(Task data)

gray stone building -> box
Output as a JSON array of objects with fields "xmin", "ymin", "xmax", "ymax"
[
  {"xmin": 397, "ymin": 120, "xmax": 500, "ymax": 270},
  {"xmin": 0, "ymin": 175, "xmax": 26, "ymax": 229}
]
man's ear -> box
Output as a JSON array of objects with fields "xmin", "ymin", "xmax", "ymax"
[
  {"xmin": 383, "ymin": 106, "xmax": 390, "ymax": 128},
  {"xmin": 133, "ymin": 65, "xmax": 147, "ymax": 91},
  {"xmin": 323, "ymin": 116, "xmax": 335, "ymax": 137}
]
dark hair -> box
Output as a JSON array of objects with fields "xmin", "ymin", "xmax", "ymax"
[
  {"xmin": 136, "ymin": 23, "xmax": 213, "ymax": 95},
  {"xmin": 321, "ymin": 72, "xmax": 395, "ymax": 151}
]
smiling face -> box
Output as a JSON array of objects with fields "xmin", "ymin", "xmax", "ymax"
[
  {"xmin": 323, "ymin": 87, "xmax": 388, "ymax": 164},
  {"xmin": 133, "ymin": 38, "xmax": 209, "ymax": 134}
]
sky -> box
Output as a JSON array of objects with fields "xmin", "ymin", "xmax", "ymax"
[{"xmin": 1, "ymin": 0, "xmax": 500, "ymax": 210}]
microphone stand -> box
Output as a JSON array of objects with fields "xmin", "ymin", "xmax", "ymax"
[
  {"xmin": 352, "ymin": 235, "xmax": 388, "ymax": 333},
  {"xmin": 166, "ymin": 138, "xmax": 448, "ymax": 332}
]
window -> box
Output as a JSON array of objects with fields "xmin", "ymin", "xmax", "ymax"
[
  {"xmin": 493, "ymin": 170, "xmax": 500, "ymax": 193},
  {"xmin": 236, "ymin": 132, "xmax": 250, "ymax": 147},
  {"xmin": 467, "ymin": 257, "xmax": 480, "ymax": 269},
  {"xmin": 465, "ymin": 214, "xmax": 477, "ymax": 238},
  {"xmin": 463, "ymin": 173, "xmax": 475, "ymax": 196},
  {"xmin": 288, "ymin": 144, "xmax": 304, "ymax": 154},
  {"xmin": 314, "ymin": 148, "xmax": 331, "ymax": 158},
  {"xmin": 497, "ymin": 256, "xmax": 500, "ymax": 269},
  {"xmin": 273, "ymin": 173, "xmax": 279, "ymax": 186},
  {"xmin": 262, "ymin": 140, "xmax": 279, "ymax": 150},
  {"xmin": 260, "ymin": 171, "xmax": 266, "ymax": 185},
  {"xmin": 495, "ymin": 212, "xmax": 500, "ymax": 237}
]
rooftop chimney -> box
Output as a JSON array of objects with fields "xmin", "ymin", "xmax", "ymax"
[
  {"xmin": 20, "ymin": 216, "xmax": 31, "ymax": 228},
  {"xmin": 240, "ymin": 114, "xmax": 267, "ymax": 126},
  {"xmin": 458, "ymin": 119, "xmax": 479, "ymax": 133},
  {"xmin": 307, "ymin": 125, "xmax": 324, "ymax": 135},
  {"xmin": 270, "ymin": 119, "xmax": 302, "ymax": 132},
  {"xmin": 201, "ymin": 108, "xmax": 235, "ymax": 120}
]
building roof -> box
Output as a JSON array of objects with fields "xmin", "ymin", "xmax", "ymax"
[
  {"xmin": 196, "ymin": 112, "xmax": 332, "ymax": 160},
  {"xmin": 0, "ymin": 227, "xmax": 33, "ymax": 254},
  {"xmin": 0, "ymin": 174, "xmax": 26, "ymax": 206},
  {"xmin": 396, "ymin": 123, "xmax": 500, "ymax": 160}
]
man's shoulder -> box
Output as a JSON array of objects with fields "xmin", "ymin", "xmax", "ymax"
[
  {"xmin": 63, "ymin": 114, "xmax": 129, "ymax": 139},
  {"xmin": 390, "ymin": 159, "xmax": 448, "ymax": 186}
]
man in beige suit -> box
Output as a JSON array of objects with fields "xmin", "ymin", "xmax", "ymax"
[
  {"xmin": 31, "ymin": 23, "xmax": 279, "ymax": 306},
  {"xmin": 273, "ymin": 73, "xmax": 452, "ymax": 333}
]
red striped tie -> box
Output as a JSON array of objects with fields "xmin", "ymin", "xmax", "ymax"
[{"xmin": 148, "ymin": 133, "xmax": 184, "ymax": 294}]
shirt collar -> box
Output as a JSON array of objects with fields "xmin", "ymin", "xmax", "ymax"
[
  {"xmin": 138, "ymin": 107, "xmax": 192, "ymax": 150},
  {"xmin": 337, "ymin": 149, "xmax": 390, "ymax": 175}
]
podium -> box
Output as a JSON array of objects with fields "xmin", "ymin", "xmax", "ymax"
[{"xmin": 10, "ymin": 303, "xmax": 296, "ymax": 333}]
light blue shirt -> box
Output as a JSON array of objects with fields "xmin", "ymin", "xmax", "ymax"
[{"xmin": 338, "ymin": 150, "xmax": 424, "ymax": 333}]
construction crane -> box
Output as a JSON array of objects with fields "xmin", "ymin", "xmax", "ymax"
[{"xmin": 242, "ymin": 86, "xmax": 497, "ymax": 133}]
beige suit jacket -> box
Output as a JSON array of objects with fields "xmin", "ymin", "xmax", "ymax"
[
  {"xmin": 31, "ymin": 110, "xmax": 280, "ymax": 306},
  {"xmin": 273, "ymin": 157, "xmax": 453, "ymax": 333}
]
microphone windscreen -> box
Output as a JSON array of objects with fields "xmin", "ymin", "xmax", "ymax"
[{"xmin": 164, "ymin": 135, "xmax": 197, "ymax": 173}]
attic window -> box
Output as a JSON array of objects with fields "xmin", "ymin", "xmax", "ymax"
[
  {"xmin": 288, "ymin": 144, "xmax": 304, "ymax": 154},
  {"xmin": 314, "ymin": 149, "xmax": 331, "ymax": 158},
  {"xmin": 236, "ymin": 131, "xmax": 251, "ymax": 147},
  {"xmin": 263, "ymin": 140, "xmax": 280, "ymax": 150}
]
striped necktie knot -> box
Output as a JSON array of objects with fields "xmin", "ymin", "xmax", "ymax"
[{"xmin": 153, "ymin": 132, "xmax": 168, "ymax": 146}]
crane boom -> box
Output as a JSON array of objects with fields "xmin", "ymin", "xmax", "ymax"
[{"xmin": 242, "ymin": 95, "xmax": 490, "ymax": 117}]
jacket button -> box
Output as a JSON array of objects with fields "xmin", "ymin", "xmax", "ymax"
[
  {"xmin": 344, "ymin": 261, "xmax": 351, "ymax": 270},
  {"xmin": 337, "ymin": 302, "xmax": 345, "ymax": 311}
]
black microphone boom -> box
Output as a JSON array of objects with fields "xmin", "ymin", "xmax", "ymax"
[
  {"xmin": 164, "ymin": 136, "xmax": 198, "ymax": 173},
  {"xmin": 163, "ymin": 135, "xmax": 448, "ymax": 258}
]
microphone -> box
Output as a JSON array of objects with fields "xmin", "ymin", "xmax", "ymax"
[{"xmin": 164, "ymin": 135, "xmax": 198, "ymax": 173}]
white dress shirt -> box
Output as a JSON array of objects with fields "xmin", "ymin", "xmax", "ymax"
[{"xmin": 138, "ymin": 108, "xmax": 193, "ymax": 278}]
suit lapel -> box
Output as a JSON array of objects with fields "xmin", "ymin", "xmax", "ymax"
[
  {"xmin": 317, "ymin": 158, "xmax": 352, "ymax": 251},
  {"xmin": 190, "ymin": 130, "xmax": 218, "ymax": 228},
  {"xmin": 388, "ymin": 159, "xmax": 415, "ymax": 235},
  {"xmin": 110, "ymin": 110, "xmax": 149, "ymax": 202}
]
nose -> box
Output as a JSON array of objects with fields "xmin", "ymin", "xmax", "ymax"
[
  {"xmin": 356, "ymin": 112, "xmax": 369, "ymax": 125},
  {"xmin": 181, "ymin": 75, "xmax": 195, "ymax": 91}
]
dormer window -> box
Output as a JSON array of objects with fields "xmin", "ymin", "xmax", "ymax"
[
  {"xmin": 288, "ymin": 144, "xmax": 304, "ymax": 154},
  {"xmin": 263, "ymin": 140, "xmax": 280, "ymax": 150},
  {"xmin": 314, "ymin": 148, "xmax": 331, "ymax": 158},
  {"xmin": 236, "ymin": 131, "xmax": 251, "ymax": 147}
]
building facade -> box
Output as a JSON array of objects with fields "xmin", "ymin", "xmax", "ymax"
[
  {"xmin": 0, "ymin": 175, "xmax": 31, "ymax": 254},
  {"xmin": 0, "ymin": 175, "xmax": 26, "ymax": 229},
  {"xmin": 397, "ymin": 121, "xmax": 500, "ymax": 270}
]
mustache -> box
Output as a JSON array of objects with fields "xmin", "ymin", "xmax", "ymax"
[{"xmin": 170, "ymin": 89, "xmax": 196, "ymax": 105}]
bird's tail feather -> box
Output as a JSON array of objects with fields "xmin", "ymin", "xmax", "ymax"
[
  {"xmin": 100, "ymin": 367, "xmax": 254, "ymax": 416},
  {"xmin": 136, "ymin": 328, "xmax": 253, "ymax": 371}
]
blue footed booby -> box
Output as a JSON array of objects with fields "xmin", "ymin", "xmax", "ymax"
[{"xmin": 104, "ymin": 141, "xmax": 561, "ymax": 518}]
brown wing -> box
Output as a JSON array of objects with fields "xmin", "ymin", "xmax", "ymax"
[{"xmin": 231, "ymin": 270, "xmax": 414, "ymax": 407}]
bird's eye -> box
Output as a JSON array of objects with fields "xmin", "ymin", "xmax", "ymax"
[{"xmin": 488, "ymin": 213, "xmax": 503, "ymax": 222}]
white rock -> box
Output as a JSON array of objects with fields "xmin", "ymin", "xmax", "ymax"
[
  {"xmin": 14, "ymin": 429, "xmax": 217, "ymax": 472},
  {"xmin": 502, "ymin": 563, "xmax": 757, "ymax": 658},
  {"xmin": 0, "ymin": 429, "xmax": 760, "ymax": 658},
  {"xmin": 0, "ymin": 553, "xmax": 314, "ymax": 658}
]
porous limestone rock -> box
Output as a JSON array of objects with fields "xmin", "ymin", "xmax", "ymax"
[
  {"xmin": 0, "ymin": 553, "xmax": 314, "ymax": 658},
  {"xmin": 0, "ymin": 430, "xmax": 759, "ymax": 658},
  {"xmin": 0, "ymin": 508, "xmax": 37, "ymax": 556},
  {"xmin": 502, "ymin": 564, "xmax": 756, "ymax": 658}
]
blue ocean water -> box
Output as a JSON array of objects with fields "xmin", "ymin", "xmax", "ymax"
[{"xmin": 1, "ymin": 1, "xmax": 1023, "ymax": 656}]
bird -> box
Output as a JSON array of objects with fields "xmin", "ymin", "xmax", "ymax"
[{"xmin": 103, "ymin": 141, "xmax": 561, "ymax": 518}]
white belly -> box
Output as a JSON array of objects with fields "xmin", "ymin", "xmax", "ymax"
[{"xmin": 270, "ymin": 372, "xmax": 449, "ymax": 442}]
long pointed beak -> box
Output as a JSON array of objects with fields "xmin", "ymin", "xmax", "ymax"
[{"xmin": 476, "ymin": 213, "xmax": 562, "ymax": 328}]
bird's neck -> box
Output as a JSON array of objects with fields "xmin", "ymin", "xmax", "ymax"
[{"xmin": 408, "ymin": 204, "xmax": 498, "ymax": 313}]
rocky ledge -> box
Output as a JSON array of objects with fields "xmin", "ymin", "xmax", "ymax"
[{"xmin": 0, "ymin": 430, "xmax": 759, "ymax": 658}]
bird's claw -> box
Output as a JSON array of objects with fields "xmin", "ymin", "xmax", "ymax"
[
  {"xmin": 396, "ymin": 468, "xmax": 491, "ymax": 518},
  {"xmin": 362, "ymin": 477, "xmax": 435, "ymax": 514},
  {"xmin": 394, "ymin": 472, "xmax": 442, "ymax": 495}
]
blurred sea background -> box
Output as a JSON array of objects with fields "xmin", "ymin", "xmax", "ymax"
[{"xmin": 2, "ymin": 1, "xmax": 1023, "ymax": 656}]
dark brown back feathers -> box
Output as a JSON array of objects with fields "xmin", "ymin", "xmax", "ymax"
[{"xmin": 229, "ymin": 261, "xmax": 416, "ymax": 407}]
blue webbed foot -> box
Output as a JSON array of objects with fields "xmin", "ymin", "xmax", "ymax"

(End Task data)

Exercise description: Without changing anything, quote the lines from the top of the data to the line that contains "microphone stand -> box", including that line.

Finished task:
gray stone building -> box
Output as a JSON array of objects with fields "xmin", "ymin", "xmax", "ymax"
[
  {"xmin": 397, "ymin": 120, "xmax": 500, "ymax": 270},
  {"xmin": 0, "ymin": 175, "xmax": 26, "ymax": 229}
]
man's ear -> box
Output as a JSON array of objects with fields "xmin", "ymin", "xmax", "ymax"
[
  {"xmin": 383, "ymin": 106, "xmax": 390, "ymax": 128},
  {"xmin": 133, "ymin": 65, "xmax": 147, "ymax": 91},
  {"xmin": 323, "ymin": 116, "xmax": 335, "ymax": 137}
]
dark hair -> box
Output as a JSON array of objects with fields "xmin", "ymin", "xmax", "ymax"
[
  {"xmin": 136, "ymin": 23, "xmax": 213, "ymax": 95},
  {"xmin": 321, "ymin": 72, "xmax": 395, "ymax": 151}
]
smiling face -> box
Output as a JSON array of objects with fields "xmin", "ymin", "xmax", "ymax"
[
  {"xmin": 323, "ymin": 87, "xmax": 388, "ymax": 164},
  {"xmin": 133, "ymin": 38, "xmax": 209, "ymax": 134}
]
sky -> box
Output as a JSON array of objects with fields "xmin", "ymin", "xmax", "ymax"
[{"xmin": 1, "ymin": 0, "xmax": 500, "ymax": 210}]
microphone stand -> box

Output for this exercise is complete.